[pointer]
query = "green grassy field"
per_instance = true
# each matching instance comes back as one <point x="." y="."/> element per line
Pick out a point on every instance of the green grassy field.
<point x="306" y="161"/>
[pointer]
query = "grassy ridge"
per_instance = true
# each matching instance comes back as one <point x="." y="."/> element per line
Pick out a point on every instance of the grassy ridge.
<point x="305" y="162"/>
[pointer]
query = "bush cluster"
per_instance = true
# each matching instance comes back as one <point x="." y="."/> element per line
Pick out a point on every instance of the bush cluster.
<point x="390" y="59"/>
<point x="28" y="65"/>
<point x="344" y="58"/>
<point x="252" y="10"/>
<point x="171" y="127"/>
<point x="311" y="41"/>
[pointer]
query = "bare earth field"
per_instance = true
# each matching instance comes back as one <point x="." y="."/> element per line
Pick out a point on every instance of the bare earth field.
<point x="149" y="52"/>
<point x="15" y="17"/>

....

Directions:
From the first line to the last, transcribe the listing exactly.

Result of the exercise:
[pointer]
query = "green grassy field"
per_instance = true
# each matching instance comes back as one <point x="." y="."/> element per line
Pick out a point on every instance of the green grassy field.
<point x="306" y="161"/>
[pointer]
query = "grassy ridge"
per_instance = true
# each matching instance comes back as one <point x="." y="."/> element per line
Pick out a point on every instance of the grassy ridge.
<point x="305" y="162"/>
[pointer]
query = "bush cluster"
per_instance = true
# each matching instance comes back as one <point x="." y="."/> element per line
Pick out a point on every instance of the bush cluster.
<point x="390" y="59"/>
<point x="28" y="65"/>
<point x="344" y="58"/>
<point x="252" y="10"/>
<point x="171" y="127"/>
<point x="311" y="41"/>
[pointer]
query = "bare earth field"
per_instance = true
# each matching instance comes back as one <point x="." y="."/> element per line
Pick out a point on every instance of the bare earth field.
<point x="149" y="52"/>
<point x="15" y="17"/>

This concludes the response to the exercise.